EXERCISE SET ::
a. Rewrite the essay on comparison, starting with "But you see, we" and going on through "Facebook and Instagram.", changing "peers" to "friends".
b. Write the next paragraph of the essay on comparison and the Ediacaran period, picking up after its final sentence.

I couldn’t let it go. Sitting in my car after the appointment, I googled: ‘How is one supposed to look at 75’. Did you notice that Google never admits to not having an answer to anything? It didn’t say: ‘Sorry Madeleine, I do not know what a woman is supposed to look like at age 75’. Instead, it offered me numerous images of wrinkled, grey haired faces – faces of women I didn’t want to look like at any age.
My usually chaotic mind led me down a stream of consciousness path, and I started to wonder if we could know anything about anything without comparisons. How do I know I am a human? Without other humans around, I could be a cat walking on its hind legs, or a worm with 4 appendages. Would I know I am alive without all the dead people buried in the cemeteries? Ok, so I admit that comparisons serve a useful purpose. Without it, the world would be one big bowl of blended pea soup.
But you see, we have come to a point in our evolution where comparisons are running amuck. We, as a species, suffer from what some have dubbed ‘Obsessive Comparison Disorder’ (OCD), especially Millennials. It must be exhausting to have to adjust your self-image, not knowing who your are without a day to day, hour by hour, minute by minute comparison to your peers via Facebook and Instagram.
There was a moment in our evolutionary history called the ‘Ediacaran period’ (about 635 million years ago), when living beings spent their blissful lives as stationary and motionless creatures, anchored to the ocean floor. All they had to do was gently sway in the current, wait for something edible to float by and feed on it. They peacefully minded their own business, ignoring other stationary creatures, in a Zen like trance. Scientists actually call this evolutionary period ‘the secret Garden of Ediacara’. Comparing themselves to other Ediacarans was the furthest thing from their minds.
As professor of philosophy and deep sea diver Peter Godfrey-Smith explains in his book Other Minds: the Octopus, the Sea, and the Deep Origins of Consciousness: ‘Ediacarans’ lives seem not to have been lives of conflict and complicated interactions. It was a garden of relatively self-contained and self-possessed beings. Macarons that pass in the night.’ But good things never last, so after this heavenly period in the distant past of life on earth, nature came up with the bright idea of giving living beings the ability to move about. That was the beginning of our troubles. Once you go down that path, you are bound to meet other things that move and if you don’t want to end up as someone else’s lunch, you have to equip yourself with all sorts of claws, pincers and poisonous stingers.

RECORD LIST ::
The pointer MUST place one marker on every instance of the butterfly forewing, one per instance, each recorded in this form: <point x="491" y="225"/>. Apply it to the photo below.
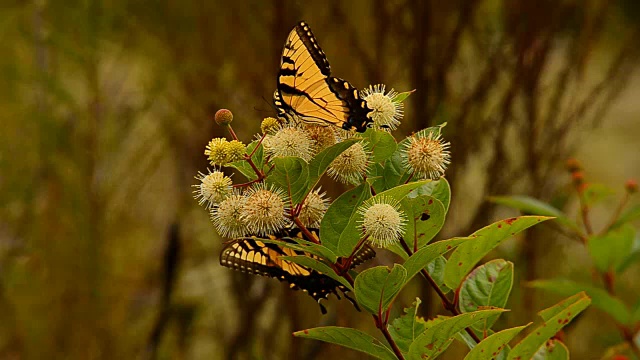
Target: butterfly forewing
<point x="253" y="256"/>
---
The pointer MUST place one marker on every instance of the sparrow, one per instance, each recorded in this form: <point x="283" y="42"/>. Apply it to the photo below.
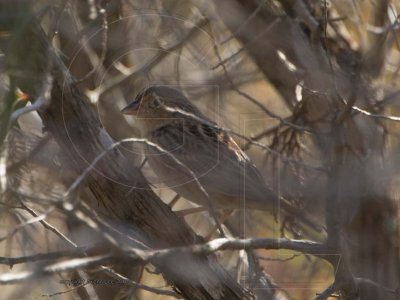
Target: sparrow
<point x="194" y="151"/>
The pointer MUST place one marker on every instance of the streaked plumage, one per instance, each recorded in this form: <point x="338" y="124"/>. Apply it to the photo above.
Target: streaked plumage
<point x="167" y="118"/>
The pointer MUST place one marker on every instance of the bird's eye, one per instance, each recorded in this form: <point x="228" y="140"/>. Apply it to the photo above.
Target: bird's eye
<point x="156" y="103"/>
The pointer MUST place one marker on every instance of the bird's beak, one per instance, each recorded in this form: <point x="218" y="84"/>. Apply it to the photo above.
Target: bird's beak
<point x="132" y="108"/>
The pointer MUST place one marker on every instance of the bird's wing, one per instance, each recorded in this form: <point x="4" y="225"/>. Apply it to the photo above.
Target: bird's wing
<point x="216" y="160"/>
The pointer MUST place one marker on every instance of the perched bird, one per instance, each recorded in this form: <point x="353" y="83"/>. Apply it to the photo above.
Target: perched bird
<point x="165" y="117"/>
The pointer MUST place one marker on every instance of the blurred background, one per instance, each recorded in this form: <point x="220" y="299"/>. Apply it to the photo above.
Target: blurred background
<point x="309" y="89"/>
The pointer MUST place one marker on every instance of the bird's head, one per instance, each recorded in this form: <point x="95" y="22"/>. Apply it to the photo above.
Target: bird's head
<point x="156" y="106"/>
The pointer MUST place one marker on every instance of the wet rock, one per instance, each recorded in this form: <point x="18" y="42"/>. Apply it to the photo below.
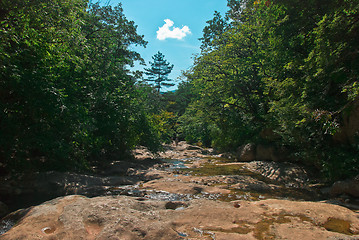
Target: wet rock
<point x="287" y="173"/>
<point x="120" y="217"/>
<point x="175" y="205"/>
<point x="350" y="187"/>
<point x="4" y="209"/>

FINAL RESULTS ::
a.
But you see, we have come to a point in our evolution where comparisons are running amuck. We, as a species, suffer from what some have dubbed ‘Obsessive Comparison Disorder’ (OCD), especially Millennials. It must be exhausting to have to adjust your self-image, not knowing who your are without a day to day, hour by hour, minute by minute comparison to your friends via Facebook and Instagram.

b.
You have to develop a tail and fins so you can flee and a nervous system that can process and react to what’s out there, and the whole dance starts to revolve around the relationship between you and the world. Gone are the good old Ediacaran days of navel staring, when all you needed to worry about was find a nice spot on the ocean floor and anchor yourself there for the rest of your life.
But even that wasn’t enough for busy mother nature. She insisted that some living beings, at a critical point in their evolution, should become self-aware. Once we were able to anticipate other creatures’ (usually evil) intentions, to read their mind so to speak, we turned this ability around and employed it to our own mind. Self-awareness was born.
Self-awareness is usually viewed as a positive trait, but why do we need to know that we know, instead of just knowing? Isn’t it enough to feel, without feeling about the fact that we are feeling? Did it give us an evolutionary advantage? Does my cat Emmy, know that she knows? She certainly knows a lot, but I don’t know if she bothers knowing that she knows. It does not serve any purpose in her life.
So, considering the current downsides to self-awareness, awareness of how much better off your peers are, how good or terrible you look for a 75 year old, our ability for self-awareness might be more harmful than beneficial.
I read that Obsessive Comparison Disorder diminishes with age. Soon, there will only be centenarians I can be compared to, and eventually I will be dead. That will be the end of my comparison troubles. Although, someone is bound to visit me in my coffin and say: ‘She really looks good for a corpse’.